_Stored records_
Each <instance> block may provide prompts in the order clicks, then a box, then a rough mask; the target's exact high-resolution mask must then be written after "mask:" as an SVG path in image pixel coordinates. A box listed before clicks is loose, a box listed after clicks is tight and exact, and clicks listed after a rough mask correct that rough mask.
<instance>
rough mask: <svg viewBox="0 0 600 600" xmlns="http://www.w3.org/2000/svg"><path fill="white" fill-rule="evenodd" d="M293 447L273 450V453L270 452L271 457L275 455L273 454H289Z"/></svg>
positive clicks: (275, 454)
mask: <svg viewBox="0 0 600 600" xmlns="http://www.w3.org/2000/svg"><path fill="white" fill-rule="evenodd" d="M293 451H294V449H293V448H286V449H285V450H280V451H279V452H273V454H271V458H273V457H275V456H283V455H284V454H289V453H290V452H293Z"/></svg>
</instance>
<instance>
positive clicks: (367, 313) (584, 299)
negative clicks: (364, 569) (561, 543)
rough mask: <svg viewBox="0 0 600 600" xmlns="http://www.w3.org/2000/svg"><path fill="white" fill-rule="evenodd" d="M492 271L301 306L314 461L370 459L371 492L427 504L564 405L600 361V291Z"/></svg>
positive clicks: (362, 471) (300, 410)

_Instructions to follow_
Copy every line above verbatim, leaving each character unchanged.

_Result of this task_
Each <instance> block may provide prompts in the order clicks, then a box, then a rough mask; the target's exact high-resolution mask must then be written after "mask:" as an SVG path in image pixel coordinates. A box listed before clicks is loose, a box listed after clicks is tight and exact, and clicks listed after a rough mask correct that rough mask.
<instance>
rough mask: <svg viewBox="0 0 600 600" xmlns="http://www.w3.org/2000/svg"><path fill="white" fill-rule="evenodd" d="M293 447L273 450V453L270 452L271 457L275 455L273 454H289Z"/></svg>
positive clicks: (275, 454)
mask: <svg viewBox="0 0 600 600" xmlns="http://www.w3.org/2000/svg"><path fill="white" fill-rule="evenodd" d="M293 451H294V449H293V448H286V449H285V450H280V451H279V452H273V454H271V458H273V457H275V456H283V455H284V454H289V453H290V452H293Z"/></svg>
</instance>
<instance>
positive clicks: (367, 313) (584, 299)
negative clicks: (364, 569) (561, 543)
rough mask: <svg viewBox="0 0 600 600" xmlns="http://www.w3.org/2000/svg"><path fill="white" fill-rule="evenodd" d="M492 271L301 306L314 461L370 459L371 492L427 504L564 405L600 361V291Z"/></svg>
positive clicks: (362, 471) (300, 410)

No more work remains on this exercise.